● **提示された抜粋**:
● ● ●
企業法・授業まとめ-第11回-

最高裁判所平成14年2月28日判決
〔判示事項〕
「1 実作業に従事していない仮眠時間と労働基準法上の労働時間
2 ビル管理会社の従業員が従事する泊り勤務の間に設定されている連続7時間ないし9時間の仮眠時間が労働基準法上の労働時間に当たるとされた事例」
〔判決要旨〕
「1 労働者が実作業に従事していない仮眠時間であっても、労働契約上の役務の提供が義務付けられていると評価される場合には、労働からの解放が保障されているとはいえず、労働者は使用者の指揮命令下に置かれているものであって、労働基準法32条の労働時間に当たる。
2 ビル管理会社の従業員が従事する泊り勤務の間に設定されている連続7時間ないし9時間の仮眠時間は、従業員が労働契約に基づき仮眠室における待機と警報や電話等に対して直ちに相当の対応をすることを義務付けられており、そのような対応をすることが皆無に等しいなど実質的に上記義務付けがされていないと認めることができるような事情も存しないなど判示の事実関係の下においては、実作業に従事していない時間も含め全体として従業員が使用者の指揮命令下に置かれているものであり、労働基準法32条の労働時間に当たる。」
〔判決文〕
「不活動仮眠時間であっても労働からの解放が保障されていない場合には労基法上の労働時間に当たるというべきである。そして、当該時間において労働契約上の役務の提供が義務付けられていると評価される場合には、労働からの解放が保障されているとはいえず、労働者は使用者の指揮命令下に置かれているというのが相当である。
そこで、本件仮眠時間についてみるに、前記事実関係によれば、上告人らは、本件仮眠時間中、労働契約に基づく義務として、仮眠室における待機と警報や電話等に対して直ちに相当の対応をすることを義務付けられているのであり、実作業への従事がその必要が生じた場合に限られるとしても、その必要が生じることが皆無に等しいなど実質的に上記のような義務付けがされていないと認めることができるような事情も存しないから、本件仮眠時間は全体として労働からの解放が保障されているとはいえず、労働契約上の役務の提供が義務付けられていると評価することができる。したがって、上告人らは、本件仮眠時間中は不活動仮眠時間も含めて被上告人の指揮命令下に置かれているものであり、本件仮眠時間は労基法上の労働時間に当たるというベきである。」
● ● ●
[ポイント注釈データからの抜粋]
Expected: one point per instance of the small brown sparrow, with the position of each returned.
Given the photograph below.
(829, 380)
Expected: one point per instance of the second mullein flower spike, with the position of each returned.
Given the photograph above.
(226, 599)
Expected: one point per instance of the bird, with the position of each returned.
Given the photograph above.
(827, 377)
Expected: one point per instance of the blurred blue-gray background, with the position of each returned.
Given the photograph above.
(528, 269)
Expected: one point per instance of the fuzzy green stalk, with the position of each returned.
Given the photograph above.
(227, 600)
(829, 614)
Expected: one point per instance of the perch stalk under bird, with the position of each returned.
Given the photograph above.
● ● ●
● **課題一覧**:
1) 仮眠時間判決の文章をもとに、次の問いに答えよ。
(a) この判決は最高裁判所の何年何月何日の判決か。
(b) 泊り勤務の間に設定されている仮眠時間は連続何時間とされているか。
(c) 仮眠時間は労働基準法の第何条の労働時間に当たるとされたか。
2) 仮眠時間判決の文章を、最後の文の後から書き継いでください。

● **課題の解答**:
1)
(a) 平成14年2月28日
(b) 連続7時間ないし9時間
(c) 32条

2)
⇒「該当する」と判断された例。
仮眠中も呼び出される可能性が高い状況に置かれており、
完全に「労働から解放されている」状態ではないから。

東京高等裁判所平成17年7月20日判決
〔判示事項〕
「ビル管理会社に勤務し警備業務に従事する警備員の仮眠時間について、労働基準法上の労働時間に該当しないとされた事例」
〔判決要旨〕
「警備本部ポストと駐車場ポストは、いずれも本件ビル地下1階の警備室内にあり、警備本部ポストにはモニターが設置されて駐車場の様子を確認できる状況であったし、テレビ朝日で駐車場を使用できる者はタレント、放送作家等に限られ、その台数も1日10~15台前後に限られていたから、駐車場ポストは警備本部ポストと兼務し得るものであり、前記勤務表においても、警備本部と駐車場ポストとを兼務するシフトも組まれていた。また、警備本部ポストと駐車場ポストが別個にシフトされていた場合であっても、警備本部ポストの者が駐車場ポストの役割を兼務することが可能であったから、駐車場ポストの者が巡回することができた。さらに、正面玄関は午後10時に施錠されるため、その後の正面ポストの業務量は少ない。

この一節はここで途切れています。